■ EXTRACTED INFORMATION ■
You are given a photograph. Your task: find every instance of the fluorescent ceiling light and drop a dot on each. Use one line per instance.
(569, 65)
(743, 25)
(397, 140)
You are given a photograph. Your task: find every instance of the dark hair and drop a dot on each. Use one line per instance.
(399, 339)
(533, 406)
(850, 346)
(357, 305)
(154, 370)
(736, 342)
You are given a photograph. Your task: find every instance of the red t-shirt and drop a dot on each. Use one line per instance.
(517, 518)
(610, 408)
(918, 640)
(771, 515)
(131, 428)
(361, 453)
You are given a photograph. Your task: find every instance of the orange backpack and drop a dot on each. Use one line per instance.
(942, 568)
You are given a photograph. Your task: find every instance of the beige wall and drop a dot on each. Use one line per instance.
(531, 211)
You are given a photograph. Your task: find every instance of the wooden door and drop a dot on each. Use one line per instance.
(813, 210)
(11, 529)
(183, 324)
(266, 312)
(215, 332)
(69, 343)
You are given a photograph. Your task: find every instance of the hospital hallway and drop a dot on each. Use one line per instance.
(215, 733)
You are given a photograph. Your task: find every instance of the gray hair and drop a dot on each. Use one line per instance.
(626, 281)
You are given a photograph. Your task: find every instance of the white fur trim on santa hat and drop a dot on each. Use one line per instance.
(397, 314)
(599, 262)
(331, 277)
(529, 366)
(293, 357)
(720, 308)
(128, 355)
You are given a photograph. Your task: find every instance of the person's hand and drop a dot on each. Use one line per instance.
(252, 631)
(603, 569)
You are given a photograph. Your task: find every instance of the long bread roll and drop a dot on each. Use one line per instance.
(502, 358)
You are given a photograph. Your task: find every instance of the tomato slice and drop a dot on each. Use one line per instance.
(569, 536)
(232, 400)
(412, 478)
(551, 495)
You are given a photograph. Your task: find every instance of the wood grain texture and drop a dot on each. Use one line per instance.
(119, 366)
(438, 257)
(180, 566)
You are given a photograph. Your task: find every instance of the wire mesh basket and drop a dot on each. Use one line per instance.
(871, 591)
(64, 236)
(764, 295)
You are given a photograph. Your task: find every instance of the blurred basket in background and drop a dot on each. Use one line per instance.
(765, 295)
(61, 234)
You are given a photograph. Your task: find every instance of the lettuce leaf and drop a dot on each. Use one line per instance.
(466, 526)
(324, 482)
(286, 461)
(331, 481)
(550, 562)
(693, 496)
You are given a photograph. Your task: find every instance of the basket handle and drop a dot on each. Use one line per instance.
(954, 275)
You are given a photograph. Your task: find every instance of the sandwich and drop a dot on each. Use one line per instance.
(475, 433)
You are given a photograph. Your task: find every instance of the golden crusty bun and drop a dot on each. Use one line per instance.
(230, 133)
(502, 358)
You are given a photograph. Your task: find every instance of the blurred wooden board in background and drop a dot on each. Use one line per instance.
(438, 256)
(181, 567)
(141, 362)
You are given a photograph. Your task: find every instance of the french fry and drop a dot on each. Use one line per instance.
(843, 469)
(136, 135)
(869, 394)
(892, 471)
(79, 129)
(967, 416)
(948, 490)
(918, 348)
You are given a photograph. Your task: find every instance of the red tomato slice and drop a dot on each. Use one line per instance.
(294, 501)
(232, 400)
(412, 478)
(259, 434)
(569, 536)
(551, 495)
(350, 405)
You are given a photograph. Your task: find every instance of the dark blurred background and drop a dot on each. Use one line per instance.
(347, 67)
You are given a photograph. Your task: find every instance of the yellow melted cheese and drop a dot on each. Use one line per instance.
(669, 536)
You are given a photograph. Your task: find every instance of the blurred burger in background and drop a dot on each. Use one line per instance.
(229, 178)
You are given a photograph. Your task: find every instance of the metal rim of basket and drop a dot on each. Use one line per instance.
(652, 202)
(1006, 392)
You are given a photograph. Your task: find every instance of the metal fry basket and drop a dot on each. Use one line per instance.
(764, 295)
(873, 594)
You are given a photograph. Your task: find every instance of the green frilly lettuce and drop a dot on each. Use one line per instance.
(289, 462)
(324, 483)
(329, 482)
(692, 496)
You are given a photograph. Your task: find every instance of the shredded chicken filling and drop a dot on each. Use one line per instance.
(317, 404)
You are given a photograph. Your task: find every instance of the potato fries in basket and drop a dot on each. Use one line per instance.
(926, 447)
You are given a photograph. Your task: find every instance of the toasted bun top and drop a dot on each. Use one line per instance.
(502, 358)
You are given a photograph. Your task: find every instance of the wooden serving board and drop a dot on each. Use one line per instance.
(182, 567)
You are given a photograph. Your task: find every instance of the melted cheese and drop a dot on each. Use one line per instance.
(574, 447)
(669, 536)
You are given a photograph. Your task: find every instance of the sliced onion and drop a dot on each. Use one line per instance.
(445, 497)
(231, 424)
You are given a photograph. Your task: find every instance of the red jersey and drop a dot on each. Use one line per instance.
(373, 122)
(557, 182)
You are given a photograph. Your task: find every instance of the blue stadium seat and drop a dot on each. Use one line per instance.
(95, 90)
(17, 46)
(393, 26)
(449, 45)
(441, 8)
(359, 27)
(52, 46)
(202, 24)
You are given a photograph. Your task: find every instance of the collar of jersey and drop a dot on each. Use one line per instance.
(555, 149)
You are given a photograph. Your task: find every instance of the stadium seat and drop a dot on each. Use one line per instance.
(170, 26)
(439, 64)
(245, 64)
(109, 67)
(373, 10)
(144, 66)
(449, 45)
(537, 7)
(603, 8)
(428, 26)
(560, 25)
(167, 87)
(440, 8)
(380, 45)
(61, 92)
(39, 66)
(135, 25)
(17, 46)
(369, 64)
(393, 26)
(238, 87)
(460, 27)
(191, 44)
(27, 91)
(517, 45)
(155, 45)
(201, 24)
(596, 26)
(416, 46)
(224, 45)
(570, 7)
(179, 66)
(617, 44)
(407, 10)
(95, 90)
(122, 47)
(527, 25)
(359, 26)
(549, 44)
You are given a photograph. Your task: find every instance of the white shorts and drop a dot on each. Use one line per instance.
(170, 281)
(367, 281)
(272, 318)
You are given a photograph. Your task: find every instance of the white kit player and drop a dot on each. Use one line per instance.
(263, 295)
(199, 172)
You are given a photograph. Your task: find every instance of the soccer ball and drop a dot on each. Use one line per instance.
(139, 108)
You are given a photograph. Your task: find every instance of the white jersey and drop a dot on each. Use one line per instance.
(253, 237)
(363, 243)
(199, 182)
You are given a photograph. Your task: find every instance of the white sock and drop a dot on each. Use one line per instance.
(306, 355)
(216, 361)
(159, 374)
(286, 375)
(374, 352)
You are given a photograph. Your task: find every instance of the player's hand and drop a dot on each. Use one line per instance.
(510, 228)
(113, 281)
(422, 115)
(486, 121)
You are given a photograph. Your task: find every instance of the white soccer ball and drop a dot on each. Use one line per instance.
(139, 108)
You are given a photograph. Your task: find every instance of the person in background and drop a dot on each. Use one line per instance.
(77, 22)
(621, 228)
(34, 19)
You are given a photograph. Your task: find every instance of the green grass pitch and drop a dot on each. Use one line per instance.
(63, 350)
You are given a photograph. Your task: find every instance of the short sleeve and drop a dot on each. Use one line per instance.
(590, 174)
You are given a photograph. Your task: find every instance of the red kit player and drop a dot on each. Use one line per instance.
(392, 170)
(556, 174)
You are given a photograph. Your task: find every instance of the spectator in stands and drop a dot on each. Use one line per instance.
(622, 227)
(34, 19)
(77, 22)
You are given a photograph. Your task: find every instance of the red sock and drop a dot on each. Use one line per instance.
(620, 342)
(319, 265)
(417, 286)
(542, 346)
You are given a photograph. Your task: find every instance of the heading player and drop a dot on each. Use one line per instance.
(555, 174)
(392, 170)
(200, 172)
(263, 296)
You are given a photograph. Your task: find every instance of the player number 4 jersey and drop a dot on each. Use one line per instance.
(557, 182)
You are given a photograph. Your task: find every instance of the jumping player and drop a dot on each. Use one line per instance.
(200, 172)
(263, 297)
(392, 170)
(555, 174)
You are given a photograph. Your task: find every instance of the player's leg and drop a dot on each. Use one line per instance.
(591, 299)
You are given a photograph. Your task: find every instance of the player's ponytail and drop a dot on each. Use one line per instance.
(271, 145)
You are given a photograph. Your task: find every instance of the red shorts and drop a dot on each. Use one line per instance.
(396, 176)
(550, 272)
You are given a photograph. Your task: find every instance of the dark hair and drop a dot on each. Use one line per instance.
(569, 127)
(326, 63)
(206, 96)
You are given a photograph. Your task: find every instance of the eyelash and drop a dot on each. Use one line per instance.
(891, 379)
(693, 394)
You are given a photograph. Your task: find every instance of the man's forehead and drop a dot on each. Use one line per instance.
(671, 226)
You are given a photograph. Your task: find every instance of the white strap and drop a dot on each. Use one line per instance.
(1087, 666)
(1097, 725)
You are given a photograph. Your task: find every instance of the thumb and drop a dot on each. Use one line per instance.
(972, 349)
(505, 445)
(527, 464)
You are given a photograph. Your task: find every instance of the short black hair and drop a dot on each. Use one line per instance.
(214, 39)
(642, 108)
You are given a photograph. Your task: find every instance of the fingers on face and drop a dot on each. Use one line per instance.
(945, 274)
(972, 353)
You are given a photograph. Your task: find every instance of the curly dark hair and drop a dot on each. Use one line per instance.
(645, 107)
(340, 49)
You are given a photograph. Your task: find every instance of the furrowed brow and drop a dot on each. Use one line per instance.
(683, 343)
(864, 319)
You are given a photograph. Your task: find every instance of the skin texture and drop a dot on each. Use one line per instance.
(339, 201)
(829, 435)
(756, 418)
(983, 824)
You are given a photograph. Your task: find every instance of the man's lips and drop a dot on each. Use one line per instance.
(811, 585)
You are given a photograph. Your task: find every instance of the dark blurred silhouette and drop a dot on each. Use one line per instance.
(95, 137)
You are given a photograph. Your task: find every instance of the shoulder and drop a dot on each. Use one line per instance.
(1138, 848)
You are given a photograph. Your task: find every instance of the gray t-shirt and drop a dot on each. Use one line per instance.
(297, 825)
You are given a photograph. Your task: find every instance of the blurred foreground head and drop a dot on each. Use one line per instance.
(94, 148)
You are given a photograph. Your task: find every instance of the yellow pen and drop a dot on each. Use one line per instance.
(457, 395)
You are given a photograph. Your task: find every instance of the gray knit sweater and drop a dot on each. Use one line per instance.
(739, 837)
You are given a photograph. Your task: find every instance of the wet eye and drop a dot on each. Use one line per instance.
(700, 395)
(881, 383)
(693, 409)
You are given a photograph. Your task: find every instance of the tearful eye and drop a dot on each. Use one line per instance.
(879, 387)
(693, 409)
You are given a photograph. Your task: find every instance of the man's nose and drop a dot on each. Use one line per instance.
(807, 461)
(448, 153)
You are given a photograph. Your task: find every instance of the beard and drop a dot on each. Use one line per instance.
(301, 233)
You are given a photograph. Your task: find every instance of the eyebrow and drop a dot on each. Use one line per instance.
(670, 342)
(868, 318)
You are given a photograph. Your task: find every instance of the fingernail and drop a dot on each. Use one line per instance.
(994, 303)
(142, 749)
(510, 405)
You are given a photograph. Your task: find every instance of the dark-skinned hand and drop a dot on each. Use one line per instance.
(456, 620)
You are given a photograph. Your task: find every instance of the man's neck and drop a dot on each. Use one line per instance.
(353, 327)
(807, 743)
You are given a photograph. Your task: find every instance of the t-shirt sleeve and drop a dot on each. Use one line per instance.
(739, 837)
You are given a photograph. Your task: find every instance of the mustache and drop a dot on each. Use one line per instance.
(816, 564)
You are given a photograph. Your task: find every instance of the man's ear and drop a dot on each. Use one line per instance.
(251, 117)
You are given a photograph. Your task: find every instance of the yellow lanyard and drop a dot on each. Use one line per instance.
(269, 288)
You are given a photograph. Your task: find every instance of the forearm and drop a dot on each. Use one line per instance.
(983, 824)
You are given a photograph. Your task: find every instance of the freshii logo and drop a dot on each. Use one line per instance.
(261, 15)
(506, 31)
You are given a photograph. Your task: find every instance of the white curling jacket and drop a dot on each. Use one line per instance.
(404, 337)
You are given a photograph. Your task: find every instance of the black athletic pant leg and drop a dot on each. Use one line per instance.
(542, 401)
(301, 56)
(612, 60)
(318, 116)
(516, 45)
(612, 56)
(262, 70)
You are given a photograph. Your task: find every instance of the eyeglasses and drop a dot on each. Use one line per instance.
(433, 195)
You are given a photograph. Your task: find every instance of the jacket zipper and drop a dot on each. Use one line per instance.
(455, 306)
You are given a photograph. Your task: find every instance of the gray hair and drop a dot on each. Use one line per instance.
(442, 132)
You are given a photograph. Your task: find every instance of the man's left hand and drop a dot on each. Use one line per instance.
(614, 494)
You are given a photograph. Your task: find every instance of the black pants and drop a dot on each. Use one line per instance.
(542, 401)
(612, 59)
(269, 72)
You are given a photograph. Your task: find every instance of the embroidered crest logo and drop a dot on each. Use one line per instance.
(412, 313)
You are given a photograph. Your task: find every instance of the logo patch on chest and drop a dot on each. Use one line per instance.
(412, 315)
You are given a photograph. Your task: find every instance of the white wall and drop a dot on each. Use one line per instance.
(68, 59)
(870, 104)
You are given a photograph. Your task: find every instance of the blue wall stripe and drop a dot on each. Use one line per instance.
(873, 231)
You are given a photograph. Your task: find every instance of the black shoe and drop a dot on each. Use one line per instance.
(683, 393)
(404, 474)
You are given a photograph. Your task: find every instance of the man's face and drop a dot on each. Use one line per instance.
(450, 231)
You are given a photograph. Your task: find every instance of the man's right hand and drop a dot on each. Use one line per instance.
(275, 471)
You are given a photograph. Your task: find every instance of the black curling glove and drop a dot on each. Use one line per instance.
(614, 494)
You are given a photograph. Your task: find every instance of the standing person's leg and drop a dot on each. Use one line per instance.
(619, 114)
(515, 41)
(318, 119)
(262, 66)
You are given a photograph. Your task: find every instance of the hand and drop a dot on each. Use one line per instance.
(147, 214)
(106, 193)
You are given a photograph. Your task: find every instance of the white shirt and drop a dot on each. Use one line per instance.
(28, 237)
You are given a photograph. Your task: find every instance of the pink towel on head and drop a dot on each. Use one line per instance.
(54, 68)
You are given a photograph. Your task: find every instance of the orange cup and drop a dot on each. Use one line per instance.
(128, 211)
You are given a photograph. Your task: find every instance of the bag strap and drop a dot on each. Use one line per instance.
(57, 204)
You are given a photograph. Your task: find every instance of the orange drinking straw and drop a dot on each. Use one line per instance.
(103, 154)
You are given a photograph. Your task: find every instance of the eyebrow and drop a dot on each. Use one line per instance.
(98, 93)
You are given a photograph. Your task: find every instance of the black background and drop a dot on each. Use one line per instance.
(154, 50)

■ TO BE DONE ■
Starting from the line with "of the standing" and ending with the final line of the data, quote every line exactly, both ends included.

■ THE REPLY ■
You are given a photograph. Your task: find every instance of the standing person's leg and drop a dot on each. Use one line per instance.
(619, 114)
(515, 41)
(318, 119)
(262, 66)
You are given a photograph. Your task: find every instance of the hand and drop a dot on each. Use one line per instance.
(147, 214)
(106, 193)
You are given a photograph. Your task: find every instance of the white shirt and drop a dot on each. Use one line per instance.
(28, 237)
You are given a photograph. Your task: find every instance of the pink towel on head and drop a dot on each. Use one line per instance.
(54, 68)
You are given a photograph. Your task: find every instance of the orange cup and drop a dot on each. Use one line per instance.
(128, 211)
You are given a photograph. Your task: find every instance of the bag strap and drop a dot on each. Use one line per instance.
(57, 204)
You are given a photograph. Your task: find every instance of the orange drinking straw and drop a dot on each. Use one line per instance.
(103, 154)
You are given a photograph. Your task: find every instance of the eyebrow and drop a dot on each. Use one line per instance.
(98, 93)
You are given a photograph. Your task: find every instance of the black background and drop a dot on each. Use one line per instance.
(154, 50)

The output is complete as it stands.